* WHAT YOU NEED TO DO
Continue the article on Israeli activists challenging the rabbinate's religious monopoly, picking up after its final sentence.

Activist organizations, like Na’amat, are moving forward in the struggle for religious pluralism.
by MICHELE CHABIN
For years, Israeli organizations have been taking to the courts — and the streets — to chip away at the Orthodox establishment’s monopoly on anything Jewish, but neither the Israeli public nor the media have traditionally taken much notice.
That’s begun to change as Na’amat and other activist organizations have gone more public about their human rights struggles in a country with little separation between religion and state. They are making more of an effort and seeing more progress.
Though their clients vary and their approaches sometimes differ, what these groups have in common is their desire to challenge the monopolistic authority of Israel’s religious establishment, whose leadership has become increasingly haredi (ultra-Orthodox) and, in their opinion, much harsher and more closed-minded.
For many years, Women of the Wall has been advocating for the right to pray from a Torah scroll at the Western Wall.
Rabbi Jeffrey Woolf, a professor of Talmud at Bar-Ilan University, believes government policies that promote greater religious pluralism and inclusion should be voted in by the Knesset, not decided by the courts. But he understands why much of the public is disgruntled with the chief rabbinate and haredi political parties. “The haredi political parties and rabbis have essentially taken over the chief rabbinate and certainly control the holy places,” said Woolf, who is active in the arena for the development of Modern Orthodoxy in the United States and Israel. “They have imposed all kinds of strictures, including the separation of sexes in public places where it was never expected before.”
Woolf also blamed the chief rabbinate for setting the bar so high for potential converts, creating what he called a “conversion logjam.” He explained: “Their standards and bureaucracy are unparalleled in Jewish history. It’s part of a trend within the religious establishment and has nothing to do with halacha (Jewish law).” By taking such a strict approach, the chief rabbinate “has shot itself in the foot.”
In two recent opinion polls, Hiddush, an organization that advocates for “religious freedom and equality” in Israel and is definitely not a fan of the rabbinate, found that 71 percent of Israelis feel the rabbinate is distancing people from Judaism, while 75 percent want marriage to be under the authority of the secular family court and not the rabbinate.
Activists are increasingly petitioning the High Court of Justice, considered one of the most proactive supreme courts in the world, in the hopes of changing government policies on everything from divorce proceedings to conversions. Even when they win, however, these policies are in danger of being overturned by religious lawmakers and their coalition partners in Prime Minister Benjamin Netanyahu’s government.
Activists say the haredi leadership is trying to impose haredi norms on a public that is less than 10 percent ultra-Orthodox, and tensions are growing.
For years ultra-Orthodox rabbis tried to gender-segregate men and women on public buses that traveled through ultra-Orthodox neighborhoods, but the Israel Religious Action Center (IRAC), the Reform movement’s activist arm, won a court case against the practice in 2011.

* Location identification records
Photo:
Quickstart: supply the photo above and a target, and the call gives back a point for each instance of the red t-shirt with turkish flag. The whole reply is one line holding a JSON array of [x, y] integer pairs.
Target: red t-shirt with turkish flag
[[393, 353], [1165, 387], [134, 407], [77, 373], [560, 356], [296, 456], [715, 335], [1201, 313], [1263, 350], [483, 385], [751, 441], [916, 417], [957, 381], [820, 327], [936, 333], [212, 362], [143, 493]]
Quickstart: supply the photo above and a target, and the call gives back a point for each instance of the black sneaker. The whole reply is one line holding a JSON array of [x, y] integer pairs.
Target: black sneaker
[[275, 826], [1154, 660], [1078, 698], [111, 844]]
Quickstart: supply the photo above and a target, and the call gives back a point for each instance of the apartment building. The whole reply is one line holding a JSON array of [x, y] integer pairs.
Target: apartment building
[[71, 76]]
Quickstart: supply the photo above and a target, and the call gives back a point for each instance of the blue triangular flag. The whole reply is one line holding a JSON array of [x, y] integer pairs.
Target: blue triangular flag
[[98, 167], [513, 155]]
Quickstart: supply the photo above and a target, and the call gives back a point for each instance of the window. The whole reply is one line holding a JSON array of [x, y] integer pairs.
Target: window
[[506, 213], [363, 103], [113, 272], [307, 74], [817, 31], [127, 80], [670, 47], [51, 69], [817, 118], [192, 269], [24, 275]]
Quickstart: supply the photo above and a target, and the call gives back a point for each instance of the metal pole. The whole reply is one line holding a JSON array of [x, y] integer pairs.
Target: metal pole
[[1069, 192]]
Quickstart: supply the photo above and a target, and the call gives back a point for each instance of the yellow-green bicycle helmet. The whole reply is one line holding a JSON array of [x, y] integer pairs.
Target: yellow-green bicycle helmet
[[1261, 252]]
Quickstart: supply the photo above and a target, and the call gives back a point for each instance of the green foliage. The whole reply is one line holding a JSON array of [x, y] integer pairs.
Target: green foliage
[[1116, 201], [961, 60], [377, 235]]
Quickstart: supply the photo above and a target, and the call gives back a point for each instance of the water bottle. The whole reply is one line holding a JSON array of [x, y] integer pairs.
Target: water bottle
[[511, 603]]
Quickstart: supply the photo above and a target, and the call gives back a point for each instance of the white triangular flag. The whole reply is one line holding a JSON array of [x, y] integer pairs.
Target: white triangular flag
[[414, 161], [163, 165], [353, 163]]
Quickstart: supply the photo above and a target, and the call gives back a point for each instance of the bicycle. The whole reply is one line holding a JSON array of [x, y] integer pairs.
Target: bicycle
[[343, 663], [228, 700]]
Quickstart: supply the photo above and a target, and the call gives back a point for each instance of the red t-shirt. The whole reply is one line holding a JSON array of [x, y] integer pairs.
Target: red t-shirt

* EXERCISE ANSWER
Critics accuse the haredi leadership of turning the Western Wall, a national heritage site, into a de facto ultra-Orthodox synagogue where Jews cannot pray in an egalitarian service. At the same time, this leadership has vowed to prevent the government from keeping its promise to create and fund the first-ever official egalitarian prayer space at the Wall, at what is now called Robinson’s Arch. (It’s part of the Western Wall but out of sight of the main prayer area.)
Furthermore, haredi leaders who object to allowing Reform and Conservative Jews to convert in state-owned mikvahs (ritual baths) also oppose the Jewish Agency’s offer to fund alternative mikvahs.
The fact that the chief rabbinate, which has sole authority over Jewish status issues and institutions, and the Ministry of Religious Affairs, which is in charge of religion-related budgets and holy sites, are run by haredi men “skews their perspective,” said Gali Etzion, the attorney who heads Na’amat’s Legislative Department. “These are all-male institutions.”
Na’amat is at the forefront of the fight for women’s rights. In 2014, the organization petitioned the court to permit women to apply for the general manager position at the rabbinate’s rabbinical divorce courts. “This would bring a women’s perspective” to an all-male institution half of whose clients are women, said Etzion. “They say only men can be judges according to religious law, but there is no religious reason women can’t be administrators,” Etzion observed. The court suggested that religious authorities begin the process of inclusion by hiring a female deputy general, “but that was months ago,” Etzion said. “No one has been hired.”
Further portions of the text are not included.